AIM OF THE TASK: Pick out every line below that contains the word "branch", and copy each one in full.
— start of EXERCISE MATERIAL —
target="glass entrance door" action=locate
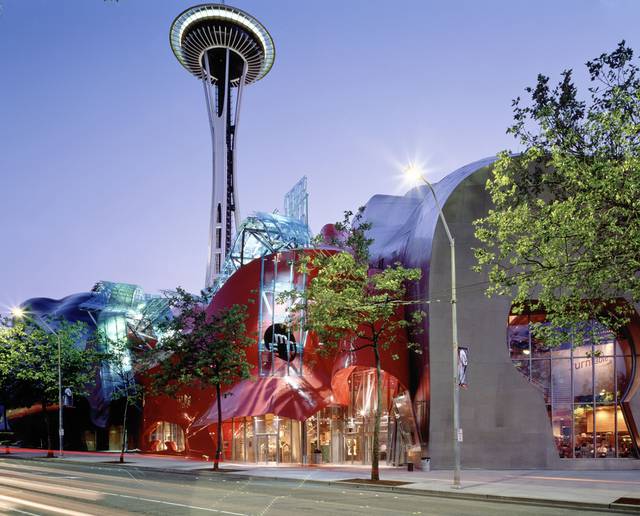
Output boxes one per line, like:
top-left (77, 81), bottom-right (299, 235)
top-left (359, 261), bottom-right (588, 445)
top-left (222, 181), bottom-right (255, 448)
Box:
top-left (256, 434), bottom-right (278, 464)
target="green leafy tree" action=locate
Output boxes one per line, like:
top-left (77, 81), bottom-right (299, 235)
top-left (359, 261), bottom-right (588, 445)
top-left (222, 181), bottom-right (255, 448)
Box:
top-left (0, 315), bottom-right (102, 457)
top-left (284, 208), bottom-right (424, 480)
top-left (150, 288), bottom-right (255, 470)
top-left (475, 41), bottom-right (640, 344)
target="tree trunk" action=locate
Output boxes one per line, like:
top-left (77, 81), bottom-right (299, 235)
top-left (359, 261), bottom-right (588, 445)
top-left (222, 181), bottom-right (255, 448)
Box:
top-left (371, 342), bottom-right (382, 480)
top-left (120, 396), bottom-right (129, 463)
top-left (42, 401), bottom-right (53, 459)
top-left (213, 383), bottom-right (222, 471)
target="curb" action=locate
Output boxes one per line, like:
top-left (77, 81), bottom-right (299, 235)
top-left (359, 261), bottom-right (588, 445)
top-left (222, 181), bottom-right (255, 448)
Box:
top-left (0, 455), bottom-right (640, 514)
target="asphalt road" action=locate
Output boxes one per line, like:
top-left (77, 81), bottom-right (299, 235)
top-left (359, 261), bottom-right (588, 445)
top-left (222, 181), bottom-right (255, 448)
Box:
top-left (0, 459), bottom-right (616, 516)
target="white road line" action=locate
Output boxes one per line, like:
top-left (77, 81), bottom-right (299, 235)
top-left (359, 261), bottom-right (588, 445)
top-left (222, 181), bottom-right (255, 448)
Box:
top-left (0, 495), bottom-right (91, 516)
top-left (102, 492), bottom-right (248, 516)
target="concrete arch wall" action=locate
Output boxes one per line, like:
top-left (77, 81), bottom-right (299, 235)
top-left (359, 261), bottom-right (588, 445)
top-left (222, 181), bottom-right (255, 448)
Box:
top-left (428, 167), bottom-right (561, 468)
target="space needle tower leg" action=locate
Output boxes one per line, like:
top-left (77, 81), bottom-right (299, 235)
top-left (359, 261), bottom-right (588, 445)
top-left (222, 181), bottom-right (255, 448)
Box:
top-left (202, 49), bottom-right (247, 287)
top-left (169, 4), bottom-right (275, 288)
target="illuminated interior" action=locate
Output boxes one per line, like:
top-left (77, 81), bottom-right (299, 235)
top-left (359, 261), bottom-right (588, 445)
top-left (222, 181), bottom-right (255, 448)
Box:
top-left (507, 314), bottom-right (638, 459)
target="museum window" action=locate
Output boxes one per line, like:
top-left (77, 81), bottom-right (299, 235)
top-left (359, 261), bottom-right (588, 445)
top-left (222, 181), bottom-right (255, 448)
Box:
top-left (507, 313), bottom-right (638, 459)
top-left (149, 421), bottom-right (185, 453)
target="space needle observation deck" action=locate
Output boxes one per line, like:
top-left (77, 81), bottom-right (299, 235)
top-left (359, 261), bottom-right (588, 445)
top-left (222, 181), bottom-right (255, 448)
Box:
top-left (169, 4), bottom-right (275, 287)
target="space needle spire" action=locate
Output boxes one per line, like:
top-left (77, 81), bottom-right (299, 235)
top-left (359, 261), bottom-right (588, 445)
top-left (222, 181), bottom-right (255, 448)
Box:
top-left (169, 4), bottom-right (275, 287)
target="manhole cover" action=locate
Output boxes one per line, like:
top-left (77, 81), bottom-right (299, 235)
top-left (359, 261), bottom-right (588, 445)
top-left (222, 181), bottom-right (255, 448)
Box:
top-left (613, 497), bottom-right (640, 505)
top-left (338, 478), bottom-right (411, 486)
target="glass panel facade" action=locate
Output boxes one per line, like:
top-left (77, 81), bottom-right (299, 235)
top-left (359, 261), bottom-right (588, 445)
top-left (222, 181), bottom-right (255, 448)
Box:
top-left (220, 368), bottom-right (419, 464)
top-left (507, 314), bottom-right (637, 459)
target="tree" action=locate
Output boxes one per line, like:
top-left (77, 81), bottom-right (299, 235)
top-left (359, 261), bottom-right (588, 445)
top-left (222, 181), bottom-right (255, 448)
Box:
top-left (285, 208), bottom-right (424, 480)
top-left (0, 316), bottom-right (102, 457)
top-left (150, 288), bottom-right (255, 470)
top-left (475, 41), bottom-right (640, 343)
top-left (96, 332), bottom-right (144, 463)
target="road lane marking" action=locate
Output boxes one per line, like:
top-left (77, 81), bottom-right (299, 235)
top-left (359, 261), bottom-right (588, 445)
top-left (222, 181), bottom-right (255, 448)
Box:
top-left (102, 492), bottom-right (249, 516)
top-left (0, 495), bottom-right (92, 516)
top-left (0, 477), bottom-right (102, 501)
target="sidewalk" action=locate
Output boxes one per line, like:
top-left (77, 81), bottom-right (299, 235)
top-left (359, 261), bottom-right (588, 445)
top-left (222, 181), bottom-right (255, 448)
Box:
top-left (0, 449), bottom-right (640, 513)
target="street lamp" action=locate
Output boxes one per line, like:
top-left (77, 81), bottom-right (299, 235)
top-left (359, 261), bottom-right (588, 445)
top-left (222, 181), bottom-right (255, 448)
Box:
top-left (11, 307), bottom-right (64, 457)
top-left (405, 163), bottom-right (462, 489)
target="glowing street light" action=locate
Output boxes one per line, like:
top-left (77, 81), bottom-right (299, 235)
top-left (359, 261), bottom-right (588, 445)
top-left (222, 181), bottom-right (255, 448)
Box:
top-left (11, 306), bottom-right (27, 319)
top-left (11, 306), bottom-right (64, 457)
top-left (404, 162), bottom-right (462, 489)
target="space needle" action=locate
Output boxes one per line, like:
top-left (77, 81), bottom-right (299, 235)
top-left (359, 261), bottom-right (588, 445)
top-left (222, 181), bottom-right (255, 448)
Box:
top-left (169, 4), bottom-right (275, 287)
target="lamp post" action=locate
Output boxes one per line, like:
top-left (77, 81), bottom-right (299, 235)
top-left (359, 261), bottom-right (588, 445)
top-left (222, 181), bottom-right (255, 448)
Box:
top-left (405, 164), bottom-right (462, 489)
top-left (11, 307), bottom-right (64, 457)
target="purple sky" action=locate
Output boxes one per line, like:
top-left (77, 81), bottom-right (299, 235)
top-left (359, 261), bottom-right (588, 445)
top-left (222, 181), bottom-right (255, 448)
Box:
top-left (0, 0), bottom-right (640, 304)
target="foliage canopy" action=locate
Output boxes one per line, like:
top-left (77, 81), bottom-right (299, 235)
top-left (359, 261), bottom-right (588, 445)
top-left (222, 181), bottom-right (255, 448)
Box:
top-left (475, 41), bottom-right (640, 339)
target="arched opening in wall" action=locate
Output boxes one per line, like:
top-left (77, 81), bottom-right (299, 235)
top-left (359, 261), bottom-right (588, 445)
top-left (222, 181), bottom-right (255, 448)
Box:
top-left (149, 421), bottom-right (185, 453)
top-left (507, 306), bottom-right (638, 459)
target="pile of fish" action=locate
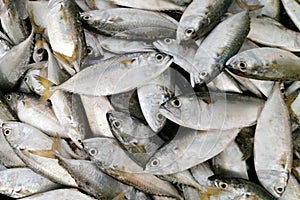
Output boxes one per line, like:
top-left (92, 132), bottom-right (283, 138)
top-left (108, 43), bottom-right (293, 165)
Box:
top-left (0, 0), bottom-right (300, 200)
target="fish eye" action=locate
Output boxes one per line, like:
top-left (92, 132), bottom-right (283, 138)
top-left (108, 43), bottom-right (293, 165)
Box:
top-left (151, 158), bottom-right (159, 167)
top-left (86, 47), bottom-right (93, 55)
top-left (112, 120), bottom-right (121, 129)
top-left (82, 15), bottom-right (92, 21)
top-left (238, 62), bottom-right (247, 70)
top-left (171, 99), bottom-right (181, 108)
top-left (200, 71), bottom-right (208, 78)
top-left (77, 138), bottom-right (82, 144)
top-left (185, 28), bottom-right (195, 37)
top-left (6, 95), bottom-right (12, 101)
top-left (3, 128), bottom-right (12, 135)
top-left (155, 54), bottom-right (164, 62)
top-left (89, 148), bottom-right (98, 156)
top-left (156, 113), bottom-right (164, 121)
top-left (164, 38), bottom-right (172, 44)
top-left (274, 187), bottom-right (284, 194)
top-left (36, 48), bottom-right (44, 54)
top-left (219, 181), bottom-right (228, 189)
top-left (201, 18), bottom-right (210, 24)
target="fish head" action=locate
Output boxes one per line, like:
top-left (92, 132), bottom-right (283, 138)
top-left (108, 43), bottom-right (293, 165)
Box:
top-left (176, 15), bottom-right (210, 44)
top-left (1, 122), bottom-right (25, 146)
top-left (226, 52), bottom-right (260, 75)
top-left (107, 111), bottom-right (136, 144)
top-left (4, 92), bottom-right (24, 112)
top-left (256, 170), bottom-right (289, 198)
top-left (144, 146), bottom-right (178, 174)
top-left (82, 137), bottom-right (118, 167)
top-left (146, 52), bottom-right (173, 70)
top-left (159, 94), bottom-right (200, 126)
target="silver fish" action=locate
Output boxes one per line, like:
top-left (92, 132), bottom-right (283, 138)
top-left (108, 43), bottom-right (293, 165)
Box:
top-left (144, 127), bottom-right (239, 175)
top-left (83, 138), bottom-right (182, 199)
top-left (160, 92), bottom-right (264, 130)
top-left (212, 142), bottom-right (248, 179)
top-left (40, 52), bottom-right (172, 98)
top-left (57, 155), bottom-right (133, 199)
top-left (81, 8), bottom-right (177, 39)
top-left (176, 0), bottom-right (232, 43)
top-left (192, 11), bottom-right (250, 84)
top-left (254, 83), bottom-right (292, 198)
top-left (247, 17), bottom-right (300, 52)
top-left (47, 0), bottom-right (86, 73)
top-left (226, 47), bottom-right (300, 81)
top-left (22, 188), bottom-right (96, 200)
top-left (0, 168), bottom-right (62, 198)
top-left (107, 111), bottom-right (164, 167)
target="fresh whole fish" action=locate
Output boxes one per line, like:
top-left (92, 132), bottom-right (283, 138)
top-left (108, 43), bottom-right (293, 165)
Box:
top-left (47, 0), bottom-right (86, 73)
top-left (38, 52), bottom-right (172, 98)
top-left (81, 8), bottom-right (177, 39)
top-left (160, 92), bottom-right (264, 130)
top-left (176, 0), bottom-right (232, 43)
top-left (83, 138), bottom-right (182, 199)
top-left (226, 47), bottom-right (300, 81)
top-left (192, 11), bottom-right (250, 85)
top-left (144, 128), bottom-right (239, 175)
top-left (0, 0), bottom-right (300, 200)
top-left (208, 176), bottom-right (276, 200)
top-left (254, 83), bottom-right (292, 198)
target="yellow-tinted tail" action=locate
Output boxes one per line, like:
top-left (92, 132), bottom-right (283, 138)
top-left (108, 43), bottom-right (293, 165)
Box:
top-left (34, 75), bottom-right (55, 103)
top-left (236, 0), bottom-right (264, 11)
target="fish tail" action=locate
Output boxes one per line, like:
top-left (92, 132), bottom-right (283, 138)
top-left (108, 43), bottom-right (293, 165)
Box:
top-left (236, 0), bottom-right (264, 11)
top-left (34, 75), bottom-right (56, 103)
top-left (199, 186), bottom-right (224, 200)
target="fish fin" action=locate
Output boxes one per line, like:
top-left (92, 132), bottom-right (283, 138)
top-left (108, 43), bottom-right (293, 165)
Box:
top-left (236, 0), bottom-right (264, 11)
top-left (285, 90), bottom-right (299, 122)
top-left (199, 186), bottom-right (225, 200)
top-left (34, 75), bottom-right (55, 103)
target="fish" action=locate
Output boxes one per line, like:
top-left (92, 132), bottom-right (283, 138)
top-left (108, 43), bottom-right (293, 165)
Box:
top-left (83, 137), bottom-right (182, 199)
top-left (212, 142), bottom-right (249, 180)
top-left (5, 93), bottom-right (81, 147)
top-left (107, 111), bottom-right (164, 167)
top-left (1, 0), bottom-right (30, 45)
top-left (281, 0), bottom-right (300, 29)
top-left (160, 91), bottom-right (264, 130)
top-left (80, 95), bottom-right (114, 138)
top-left (46, 0), bottom-right (87, 73)
top-left (81, 8), bottom-right (178, 40)
top-left (0, 29), bottom-right (35, 91)
top-left (144, 127), bottom-right (240, 175)
top-left (176, 0), bottom-right (232, 44)
top-left (111, 0), bottom-right (185, 11)
top-left (192, 11), bottom-right (250, 84)
top-left (56, 154), bottom-right (133, 199)
top-left (226, 47), bottom-right (300, 81)
top-left (0, 167), bottom-right (62, 198)
top-left (253, 82), bottom-right (293, 198)
top-left (37, 52), bottom-right (172, 102)
top-left (247, 17), bottom-right (300, 52)
top-left (22, 188), bottom-right (96, 200)
top-left (137, 69), bottom-right (175, 132)
top-left (208, 176), bottom-right (276, 200)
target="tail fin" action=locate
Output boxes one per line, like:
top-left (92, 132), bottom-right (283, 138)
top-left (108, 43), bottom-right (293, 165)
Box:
top-left (34, 75), bottom-right (55, 103)
top-left (236, 0), bottom-right (264, 11)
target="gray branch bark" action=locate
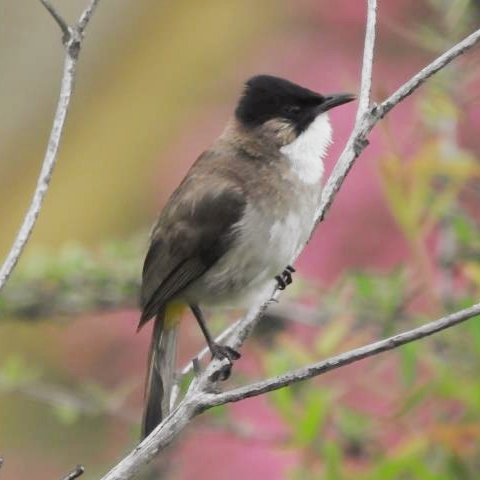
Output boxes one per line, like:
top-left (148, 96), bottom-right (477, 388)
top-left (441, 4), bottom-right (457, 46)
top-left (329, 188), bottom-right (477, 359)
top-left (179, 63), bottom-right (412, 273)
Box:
top-left (96, 4), bottom-right (480, 480)
top-left (0, 0), bottom-right (99, 292)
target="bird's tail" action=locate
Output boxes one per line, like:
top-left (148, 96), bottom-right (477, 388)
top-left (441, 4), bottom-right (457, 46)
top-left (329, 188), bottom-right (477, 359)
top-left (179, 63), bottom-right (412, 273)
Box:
top-left (142, 305), bottom-right (183, 439)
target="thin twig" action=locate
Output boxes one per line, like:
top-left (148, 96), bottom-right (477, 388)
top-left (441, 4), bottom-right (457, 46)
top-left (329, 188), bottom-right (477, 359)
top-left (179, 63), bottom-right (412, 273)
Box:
top-left (316, 24), bottom-right (480, 224)
top-left (40, 0), bottom-right (70, 39)
top-left (378, 29), bottom-right (480, 119)
top-left (77, 0), bottom-right (100, 34)
top-left (61, 465), bottom-right (85, 480)
top-left (95, 15), bottom-right (480, 480)
top-left (355, 0), bottom-right (377, 125)
top-left (0, 0), bottom-right (99, 292)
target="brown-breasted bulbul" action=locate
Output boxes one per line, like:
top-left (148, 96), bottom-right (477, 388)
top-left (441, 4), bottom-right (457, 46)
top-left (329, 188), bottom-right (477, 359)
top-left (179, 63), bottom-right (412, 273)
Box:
top-left (139, 75), bottom-right (355, 437)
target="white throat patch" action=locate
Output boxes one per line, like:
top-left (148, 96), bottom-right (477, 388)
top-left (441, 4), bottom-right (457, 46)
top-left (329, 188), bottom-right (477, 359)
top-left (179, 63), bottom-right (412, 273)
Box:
top-left (280, 113), bottom-right (332, 184)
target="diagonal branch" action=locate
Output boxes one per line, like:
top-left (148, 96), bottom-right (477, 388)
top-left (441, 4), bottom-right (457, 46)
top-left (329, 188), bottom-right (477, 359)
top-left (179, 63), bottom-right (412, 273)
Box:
top-left (0, 0), bottom-right (103, 292)
top-left (62, 465), bottom-right (85, 480)
top-left (355, 0), bottom-right (377, 125)
top-left (202, 303), bottom-right (480, 409)
top-left (40, 0), bottom-right (70, 38)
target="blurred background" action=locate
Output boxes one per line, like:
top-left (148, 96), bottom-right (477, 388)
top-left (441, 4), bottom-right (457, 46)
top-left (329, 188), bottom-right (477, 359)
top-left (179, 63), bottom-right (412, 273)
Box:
top-left (0, 0), bottom-right (480, 480)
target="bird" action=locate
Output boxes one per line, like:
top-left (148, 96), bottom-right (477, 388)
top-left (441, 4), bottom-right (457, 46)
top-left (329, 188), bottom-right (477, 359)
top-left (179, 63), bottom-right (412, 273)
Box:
top-left (138, 74), bottom-right (355, 438)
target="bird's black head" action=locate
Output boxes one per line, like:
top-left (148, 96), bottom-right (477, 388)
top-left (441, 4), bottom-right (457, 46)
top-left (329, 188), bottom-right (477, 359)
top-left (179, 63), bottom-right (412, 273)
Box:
top-left (235, 75), bottom-right (355, 135)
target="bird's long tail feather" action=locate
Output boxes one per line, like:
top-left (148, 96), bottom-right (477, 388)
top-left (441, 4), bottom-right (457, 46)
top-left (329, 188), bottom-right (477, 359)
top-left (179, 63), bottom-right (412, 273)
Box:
top-left (142, 309), bottom-right (178, 439)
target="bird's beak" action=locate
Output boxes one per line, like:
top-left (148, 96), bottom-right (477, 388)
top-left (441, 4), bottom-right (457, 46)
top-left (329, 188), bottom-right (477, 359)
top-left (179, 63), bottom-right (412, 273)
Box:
top-left (318, 93), bottom-right (357, 113)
— end of EXERCISE MATERIAL —
RESPONSE:
target="gray branch bark" action=locate
target="diagonal branch" action=locate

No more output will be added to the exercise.